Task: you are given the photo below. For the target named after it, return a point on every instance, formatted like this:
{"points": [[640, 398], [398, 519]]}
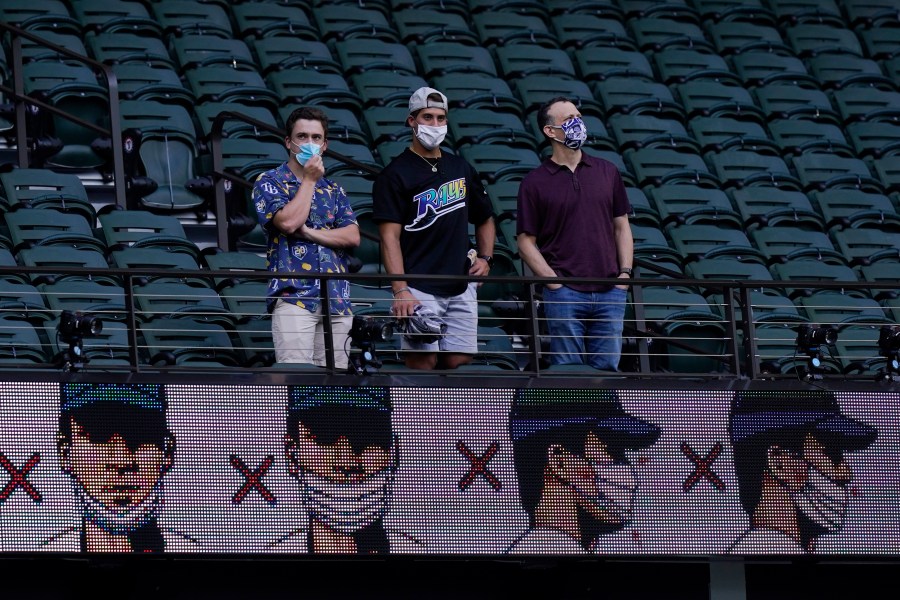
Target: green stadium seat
{"points": [[798, 136], [787, 100], [143, 229], [129, 48], [440, 58], [24, 301], [812, 39], [691, 205], [466, 90], [762, 206], [233, 128], [784, 243], [694, 242], [383, 88], [834, 308], [184, 342], [676, 65], [813, 271], [864, 246], [881, 42], [73, 89], [837, 72], [743, 167], [159, 261], [278, 53], [125, 16], [193, 51], [229, 84], [30, 227], [89, 297], [763, 67], [343, 21], [577, 30], [845, 208], [425, 27], [521, 60], [182, 17], [146, 82], [817, 170], [878, 274], [277, 20], [715, 134], [496, 28], [734, 37], [499, 162], [637, 131], [42, 188], [254, 343], [874, 138], [658, 33], [717, 99], [158, 299], [599, 63], [80, 257], [477, 126], [637, 96], [803, 11], [297, 87], [887, 169], [867, 104], [359, 55], [535, 90], [664, 166], [20, 344], [867, 13]]}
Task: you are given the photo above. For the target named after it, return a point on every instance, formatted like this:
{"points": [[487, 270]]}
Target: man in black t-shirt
{"points": [[423, 203]]}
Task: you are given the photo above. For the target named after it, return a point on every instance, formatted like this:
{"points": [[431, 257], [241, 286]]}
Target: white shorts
{"points": [[299, 335], [460, 313]]}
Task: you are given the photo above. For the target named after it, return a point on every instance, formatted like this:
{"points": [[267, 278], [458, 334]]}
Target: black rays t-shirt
{"points": [[435, 209]]}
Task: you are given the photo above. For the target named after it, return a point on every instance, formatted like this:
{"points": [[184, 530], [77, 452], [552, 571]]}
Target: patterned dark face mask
{"points": [[575, 132]]}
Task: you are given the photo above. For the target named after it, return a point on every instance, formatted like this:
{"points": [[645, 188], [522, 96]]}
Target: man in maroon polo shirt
{"points": [[573, 222]]}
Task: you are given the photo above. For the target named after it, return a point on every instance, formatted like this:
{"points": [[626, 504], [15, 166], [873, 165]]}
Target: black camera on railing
{"points": [[75, 326], [809, 338], [364, 333]]}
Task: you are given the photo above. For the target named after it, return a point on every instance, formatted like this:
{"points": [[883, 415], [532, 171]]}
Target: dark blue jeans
{"points": [[585, 327]]}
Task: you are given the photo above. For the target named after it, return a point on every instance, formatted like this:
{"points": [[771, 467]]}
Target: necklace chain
{"points": [[433, 166]]}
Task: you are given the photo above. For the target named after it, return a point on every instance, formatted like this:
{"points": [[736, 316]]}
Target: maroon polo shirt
{"points": [[571, 216]]}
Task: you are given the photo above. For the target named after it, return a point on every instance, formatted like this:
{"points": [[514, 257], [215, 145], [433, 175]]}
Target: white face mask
{"points": [[823, 500], [119, 522], [431, 136], [346, 507], [616, 489]]}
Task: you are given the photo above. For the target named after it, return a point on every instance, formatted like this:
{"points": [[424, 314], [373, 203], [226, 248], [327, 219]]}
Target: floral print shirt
{"points": [[330, 209]]}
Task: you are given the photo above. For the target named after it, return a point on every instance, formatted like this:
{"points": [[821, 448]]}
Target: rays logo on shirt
{"points": [[433, 204], [269, 188]]}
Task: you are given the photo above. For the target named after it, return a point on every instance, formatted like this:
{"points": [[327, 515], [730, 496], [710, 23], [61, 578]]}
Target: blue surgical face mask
{"points": [[575, 133], [306, 151]]}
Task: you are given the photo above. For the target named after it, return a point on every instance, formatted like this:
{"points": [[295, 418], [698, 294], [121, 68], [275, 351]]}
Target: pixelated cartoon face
{"points": [[338, 461], [580, 472], [793, 470], [114, 474]]}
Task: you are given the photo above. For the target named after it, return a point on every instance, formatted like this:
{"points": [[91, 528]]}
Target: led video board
{"points": [[95, 467]]}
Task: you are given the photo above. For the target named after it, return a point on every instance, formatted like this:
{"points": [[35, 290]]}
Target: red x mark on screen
{"points": [[18, 477], [478, 465], [254, 479], [702, 467]]}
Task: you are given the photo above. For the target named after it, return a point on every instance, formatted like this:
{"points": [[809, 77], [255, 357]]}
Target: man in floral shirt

### 과제 내용
위의 항목 전체를 한 글자도 바꾸지 말고 처음부터 끝까지 다시 적으세요. 단, 그림은 답에서 제외하세요.

### 최종 결과
Task: you are given the photo below. For the target named after it, return a point on every instance, formatted like this:
{"points": [[640, 398], [398, 519]]}
Target: green stadium seat
{"points": [[798, 136], [787, 100], [143, 229], [129, 48], [440, 58], [24, 301], [812, 39], [691, 205], [466, 90], [762, 206], [233, 128], [784, 243], [694, 242], [383, 88], [834, 308], [184, 342], [676, 65], [813, 271], [864, 246], [881, 42], [73, 89], [837, 72], [743, 167], [159, 261], [278, 53], [125, 16], [193, 51], [229, 84], [30, 227], [89, 297], [763, 67], [343, 21], [577, 30], [845, 208], [425, 27], [521, 60], [182, 17], [146, 82], [817, 170], [878, 274], [277, 20], [715, 134], [496, 28], [734, 37], [499, 162], [637, 131], [42, 188], [254, 343], [874, 138], [658, 33], [717, 99], [158, 299], [599, 63], [80, 257], [477, 126], [637, 96], [803, 11], [297, 87], [887, 169], [867, 104], [359, 55], [535, 90], [664, 166], [20, 344], [867, 13]]}
Task: you are given the photo above. For the target named after it, return a point on every instance, formatted like this:
{"points": [[487, 270]]}
Target: man in black t-shirt
{"points": [[423, 203]]}
Task: you are given the photo above. For the target named after it, return a point on every instance, formatted like this:
{"points": [[431, 257], [241, 286]]}
Target: white shorts
{"points": [[299, 335], [460, 313]]}
Task: you are given the photo above. For the target named after it, return a point on every instance, formatted like this:
{"points": [[267, 278], [458, 334]]}
Target: black rays t-shirt
{"points": [[435, 209]]}
Task: you are given the photo above. For the target named after it, return a point on every instance, formatted like this:
{"points": [[184, 530], [77, 452], [552, 571]]}
Target: patterned dark face mask
{"points": [[575, 132]]}
Task: you are given the photo above. For the target named after it, return a point on every instance, formatted like this:
{"points": [[645, 188], [522, 96]]}
Target: man in maroon polo shirt
{"points": [[573, 222]]}
Task: you are given the photo above. For the target named after it, return a point on every instance, formatted like this:
{"points": [[626, 504], [15, 166], [873, 165]]}
Target: black camera on railing
{"points": [[75, 326], [809, 338], [364, 333]]}
Task: you are given the photo above. For the target named after it, return a point on every instance, formatted like this:
{"points": [[883, 415], [532, 171]]}
Target: dark blue jeans
{"points": [[585, 327]]}
Task: you are given the photo above. For the target named after it, return a point on every instance, formatted like this:
{"points": [[771, 467]]}
Target: necklace chain
{"points": [[433, 166]]}
Task: you are given the photo above. For the target named after it, return a point on every instance, formatted like this:
{"points": [[736, 316]]}
Target: maroon polo shirt
{"points": [[571, 216]]}
Task: you are given the photo above. For the target named after it, return a point on every instance, formatted like this:
{"points": [[514, 257], [215, 145], [433, 175]]}
Target: white face mask
{"points": [[823, 500], [119, 522], [431, 136], [346, 507], [616, 489]]}
Task: you are given the photo above. For the target named after it, return a point on every instance, formatted like this:
{"points": [[424, 314], [373, 203], [226, 248], [327, 219]]}
Target: floral print shirt
{"points": [[330, 209]]}
Task: you are given the photo above. For the target named after it, return a point on every instance, formatted like this:
{"points": [[821, 448]]}
Target: rays logo on shirt
{"points": [[433, 204], [269, 188]]}
Task: you are given the photo above. For the target named after it, return a point on every instance, formatted like this:
{"points": [[327, 515], [730, 496], [710, 23], [61, 578]]}
Target: blue surgical face mask
{"points": [[575, 133], [306, 151]]}
Task: you are given the photo above. For the target named after it, return a point on every instance, formatted like this:
{"points": [[295, 418], [698, 294], [121, 68], [275, 351]]}
Target: pixelated cartoon face
{"points": [[338, 461], [580, 472], [793, 470], [114, 474]]}
Task: you are given the photo above. For the target named after it, return a point on every instance, formatted like this:
{"points": [[91, 528]]}
Target: led video board
{"points": [[95, 467]]}
Task: you are given the photo above. For the target named after it, return a point on every instance, formatted like this:
{"points": [[35, 290]]}
Target: red x mark on screen
{"points": [[18, 477], [478, 465], [254, 479], [702, 467]]}
Task: you are given the photo above. For the target named after it, return a point on every instance, formatted like this:
{"points": [[809, 77], [255, 357]]}
Target: man in floral shirt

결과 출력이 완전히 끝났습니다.